Objective A: Do these statements agree with the passage on the IWCA? (i) The IWCA experiment in its purest form lasted until 2008. (ii) The IWCA candidate in the Strathbungo by-election finished in third place. (iii) The IWCA took seats in Oxford. For each, answer yes or no and quote the words of the text that decide it.

Document passage:
In 2002, when the
IWCA first contested elections, it did so under the slogan ‘Working class rule in working class areas’. It was regarded by us as an interim measure. For us, to fail to aim to be the dominant force in your own neighbourhoods would be akin to calling for Scottish independence without benefit of a Scottish membership while at the same time shunning any active engagement with the population in Scotland. But because the Left don’t see the working class as an agent of change, the combination of ‘working class’ and ‘rule’ appeared to be a genuine challenge for them for years afterwards.
Of all the lessons learned from the IWCA experiment (which in its purest form existed from 2002 to 2006) the most significant is this: taking seats from the mainstream parties is ridiculously easy. At street level, brand loyalty is literally zero. That a group the size of the IWCA could take four seats and come near to winning as many more is proof of that. That is not to say that it wasn’t hard work. It is, but that is mostly down to resources or rather lack of them. It needs to be remembered that at all times we were competing against national parties from a tiny base. One such under-resourced branch was in Glasgow. In 2003 it decided to contest a council by-election in the Strathbungo ward. In doing so it was taking on no less than five national parties (if you include the SSP then in their pomp). The IWCA candidate came in third in a tight field with just under 500 votes – about 75% of the successful Labour incumbent. And when I say ‘branch’ we are not talking about dozens and dozens of enthusiasts either but one or two key activists. In Oxford where the IWCA actually took seats the ratio of activists to candidates was better but not by much.
If there is a secret (though it is hardly that) it is working with the working class in pursuit of what they perceive as
their immediate interests. Through adopting this approach the zone of influence of the branch can increase a hundred fold overnight; whether you are fighting against a £25 million pound gentrification scheme in Islington, a mugging epidemic in Birmingham or crack dealing in Oxford. In Oxford, so rattled were the authorities the police began to talk about the ‘human rights of crack dealers’ while Labour circulated the rumour that the IWCA Councillor who was a figurehead for the campaign was in reality ‘a convicted drug dealer and all they are doing is getting rid of the competition!’ (Eventually they would blunder and put that type of scuttlebutt in print which would cost them a hefty five figure sum to settle).

Objective B: How many lines of the records contain the string "device"? Give the number only.

Data for this task:
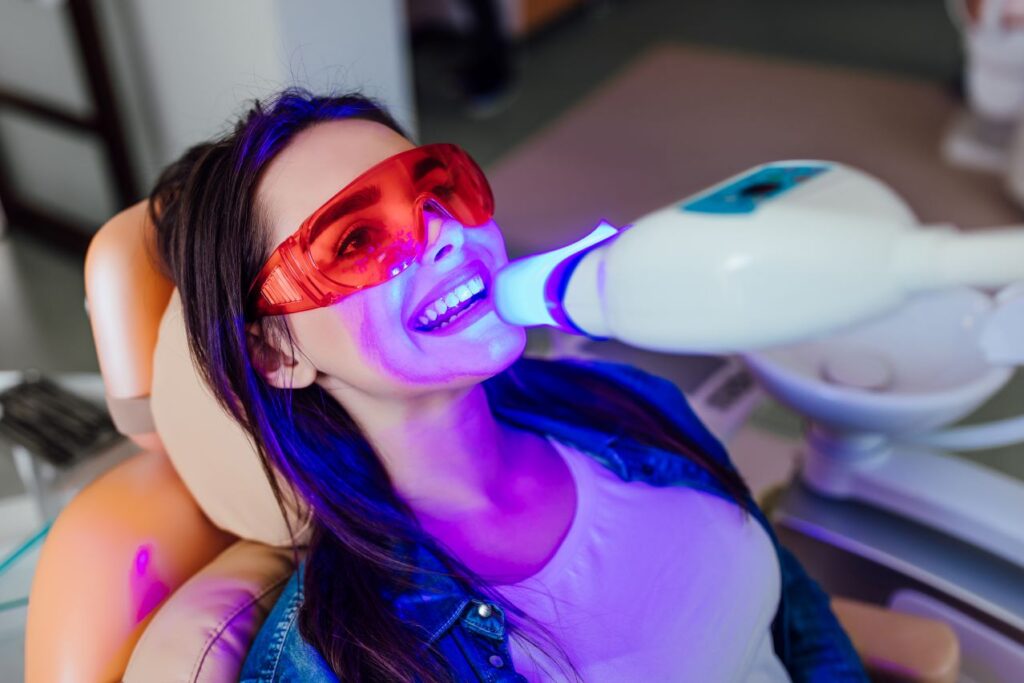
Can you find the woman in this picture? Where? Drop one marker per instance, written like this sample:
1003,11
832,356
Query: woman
477,515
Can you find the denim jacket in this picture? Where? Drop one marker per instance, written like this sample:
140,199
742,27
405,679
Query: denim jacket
806,635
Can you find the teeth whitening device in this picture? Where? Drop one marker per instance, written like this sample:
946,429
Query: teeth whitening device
843,306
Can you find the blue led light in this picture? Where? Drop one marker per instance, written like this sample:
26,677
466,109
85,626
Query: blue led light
745,195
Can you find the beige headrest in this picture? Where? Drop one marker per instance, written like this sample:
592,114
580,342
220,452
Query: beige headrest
211,453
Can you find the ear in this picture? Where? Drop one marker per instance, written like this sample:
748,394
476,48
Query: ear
282,365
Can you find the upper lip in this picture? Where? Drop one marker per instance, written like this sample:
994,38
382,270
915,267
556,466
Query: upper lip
458,276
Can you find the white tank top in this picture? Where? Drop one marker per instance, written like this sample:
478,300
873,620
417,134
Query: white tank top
652,584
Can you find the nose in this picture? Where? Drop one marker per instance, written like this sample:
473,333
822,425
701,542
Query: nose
444,235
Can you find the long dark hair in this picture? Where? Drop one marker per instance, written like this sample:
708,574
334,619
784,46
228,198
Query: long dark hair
212,241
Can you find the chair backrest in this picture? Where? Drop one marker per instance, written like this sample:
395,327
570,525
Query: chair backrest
151,549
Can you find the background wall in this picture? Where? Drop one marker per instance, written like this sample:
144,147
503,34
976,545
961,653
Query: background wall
181,70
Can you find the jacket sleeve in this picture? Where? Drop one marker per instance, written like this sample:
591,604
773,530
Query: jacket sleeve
808,637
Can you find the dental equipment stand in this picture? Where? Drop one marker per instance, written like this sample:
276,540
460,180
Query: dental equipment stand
808,251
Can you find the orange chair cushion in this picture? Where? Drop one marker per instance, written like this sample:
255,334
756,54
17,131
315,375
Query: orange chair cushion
203,633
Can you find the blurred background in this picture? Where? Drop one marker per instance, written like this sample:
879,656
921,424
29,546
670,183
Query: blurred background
95,97
578,110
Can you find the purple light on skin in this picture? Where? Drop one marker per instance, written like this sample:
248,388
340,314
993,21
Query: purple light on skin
521,290
146,588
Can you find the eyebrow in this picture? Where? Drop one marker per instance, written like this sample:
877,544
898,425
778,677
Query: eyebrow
358,201
426,166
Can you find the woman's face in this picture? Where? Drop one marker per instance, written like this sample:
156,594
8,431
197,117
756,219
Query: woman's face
368,340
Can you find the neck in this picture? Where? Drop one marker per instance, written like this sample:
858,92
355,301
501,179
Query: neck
444,452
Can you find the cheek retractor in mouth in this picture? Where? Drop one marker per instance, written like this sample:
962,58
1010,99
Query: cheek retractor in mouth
446,308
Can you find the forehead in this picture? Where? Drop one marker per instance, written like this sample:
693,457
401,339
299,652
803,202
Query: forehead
317,163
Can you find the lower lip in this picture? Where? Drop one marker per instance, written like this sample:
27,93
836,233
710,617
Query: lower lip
472,314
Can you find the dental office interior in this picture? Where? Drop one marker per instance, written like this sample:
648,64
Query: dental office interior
777,154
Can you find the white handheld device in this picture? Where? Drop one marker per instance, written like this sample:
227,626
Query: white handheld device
782,252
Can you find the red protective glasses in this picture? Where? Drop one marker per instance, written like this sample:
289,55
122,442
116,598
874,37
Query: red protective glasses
371,230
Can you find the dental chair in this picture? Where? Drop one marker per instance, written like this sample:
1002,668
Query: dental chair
164,568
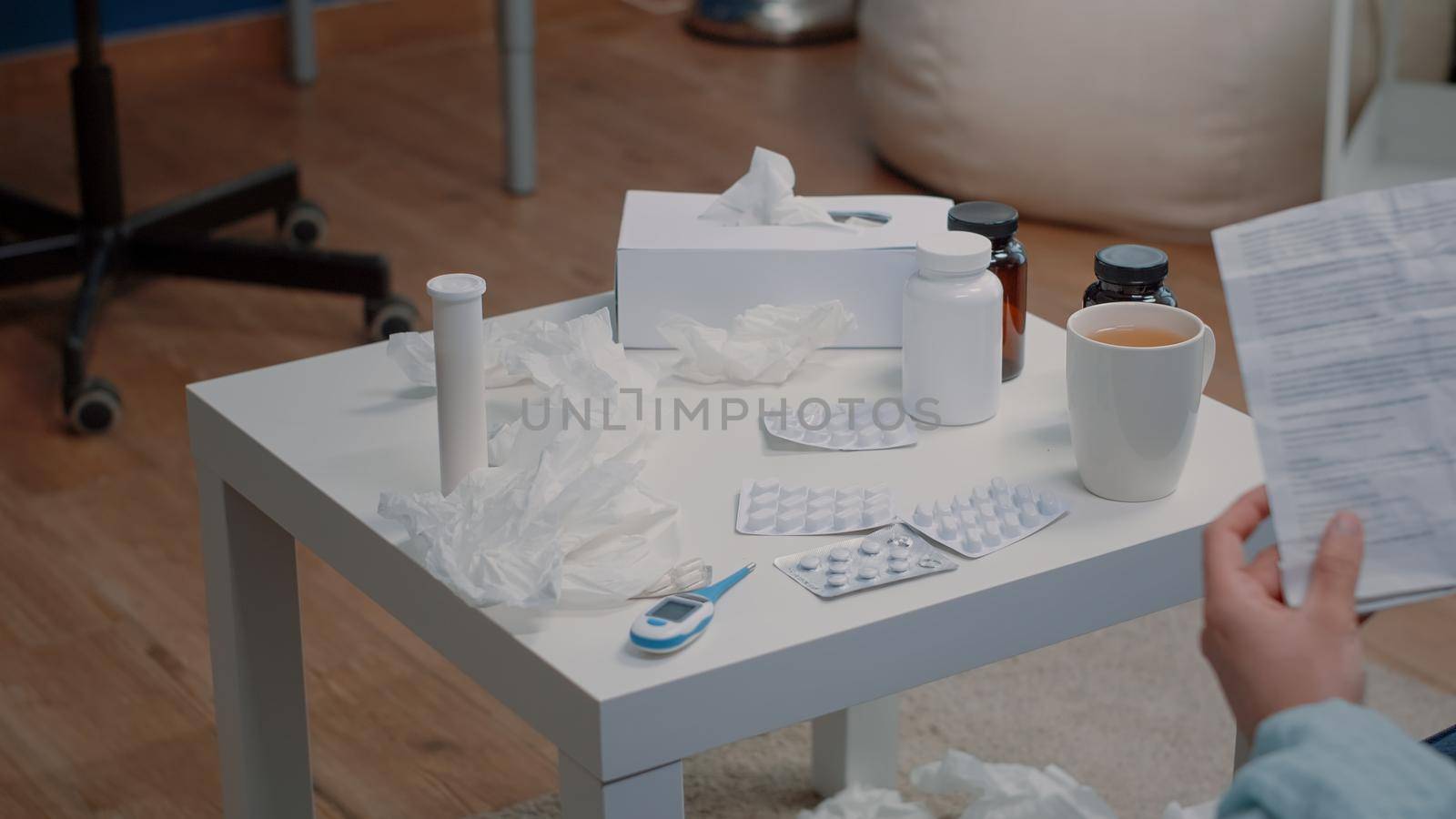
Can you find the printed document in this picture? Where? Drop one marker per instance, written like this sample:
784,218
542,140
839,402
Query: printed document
1344,318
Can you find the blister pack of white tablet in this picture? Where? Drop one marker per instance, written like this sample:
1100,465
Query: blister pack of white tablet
987,518
769,506
844,428
887,555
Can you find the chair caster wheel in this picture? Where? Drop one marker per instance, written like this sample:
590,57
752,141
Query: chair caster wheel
302,225
389,315
95,407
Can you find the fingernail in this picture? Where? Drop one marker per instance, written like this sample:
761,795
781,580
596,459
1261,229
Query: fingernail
1346,523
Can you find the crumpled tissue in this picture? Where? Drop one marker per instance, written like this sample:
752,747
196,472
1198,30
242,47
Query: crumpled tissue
764,196
858,802
764,344
997,790
1011,792
577,353
564,519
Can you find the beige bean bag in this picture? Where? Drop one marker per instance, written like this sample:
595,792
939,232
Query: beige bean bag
1155,118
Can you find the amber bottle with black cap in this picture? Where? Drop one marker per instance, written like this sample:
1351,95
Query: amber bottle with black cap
997,222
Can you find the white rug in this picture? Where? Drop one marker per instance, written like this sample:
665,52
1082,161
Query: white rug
1130,710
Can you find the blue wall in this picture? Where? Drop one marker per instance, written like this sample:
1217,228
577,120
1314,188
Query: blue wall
33,24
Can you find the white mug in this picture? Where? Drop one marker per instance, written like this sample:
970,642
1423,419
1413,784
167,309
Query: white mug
1133,409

Response A:
(i) No: "which in its purest form existed from 2002 to 2006"
(ii) Yes: "The IWCA candidate came in third in a tight field"
(iii) Yes: "In Oxford where the IWCA actually took seats"

Response B: 4